* Aim 1:
In the passage on Emma Miller, what association was she foundation president of?
* Aim 2:
Carry the biographical passage on Emma Miller forward from its final sentence.

------ Selected extract ------

As a shirtmaker, in 1890 Emma helped to form a female workers' union, mainly of tailoresses. In 1891 she gave evidence to the royal commission into shops, factories and workshops and marched with shearers' strike prisoners when released. She was the first woman to travel west organizing for the Australian Workers' Union and was the first woman member and a life member of the Brisbane Workers Political Organization.
Emma Miller championed equal pay and equal opportunity for women and was foundation president of the Woman's Equal Franchise Association (1894-1905), urging legislation to grant women the franchise on the principle of one adult one vote; although its policy was similar to Labor's she denied the association was allied to any political party. She admired William Lane, a champion of women's rights. She became president of the Women Workers Political Organisation (Qld) after 1903. In 1908 she was one of two women to attend a Commonwealth Labor conference, only the second time a woman was a delegate.
On 'Black Friday' of the 1912 strike Mrs Miller led a large contingent of women to Parliament House, braving the batons of foot and mounted police. She reputedly stuck a hatpin into the horse of Police Commissioner Cahill who was thrown and injured. A staunch secularist, she campaigned for free speech in 1914-16. Her hatred of militarism led her to take an energetic part in the anti-conscription campaigns: as president of the Queensland branch of the Women's Peace Army, she was a delegate to the Australian Peace Alliance Conference in Melbourne in 1916.

------ Source excerpt ------

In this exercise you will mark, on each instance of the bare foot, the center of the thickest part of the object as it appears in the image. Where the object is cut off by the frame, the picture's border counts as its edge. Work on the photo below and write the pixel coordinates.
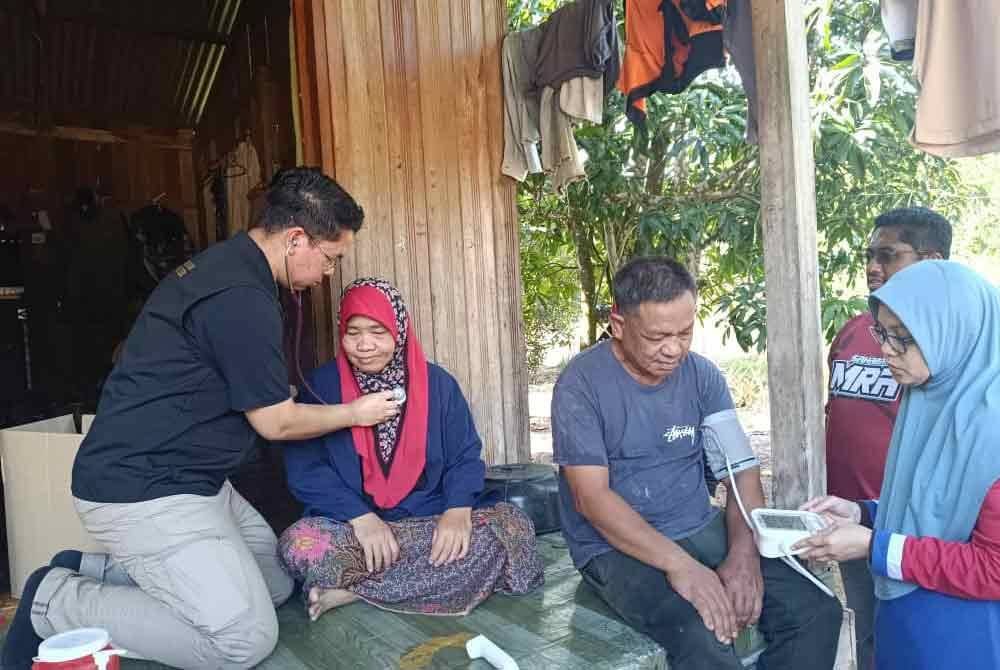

------

* Task answer 1:
The Woman's Equal Franchise Association (1894-1905).

* Task answer 2:
Her steadfast position as a Labor agitator earned her the proud title of 'Mother Miller' and 'the grand old labor woman of Queensland'. Though very frail when old, in 1915 she campaigned in the Murilla State electorate for J. S. Collings. She believed that the basis of the labour movement was industrial and stressed that it was of equal importance to women and men. She had no time for those who wavered from bedrock labour principles.
When she died at Toowoomba on 22 January 1917, survived by one son, the flag on the Brisbane Trades Hall flew at half mast and the Australian Meat Employees' Union conference was adjourned. Emma was buried at Toowong cemetery. On 22 October 1922 a publicly funded marble bust of her was unveiled in the Trades Hall.
Pam Young, 'Miller, Emma (1839–1917)', Australian Dictionary of Biography, National Centre of Biography, Australian National University, https://adb.anu.edu.au/biography/miller-emma-7583/text13241, published first in hardcopy 1986, accessed online 22 December 2024.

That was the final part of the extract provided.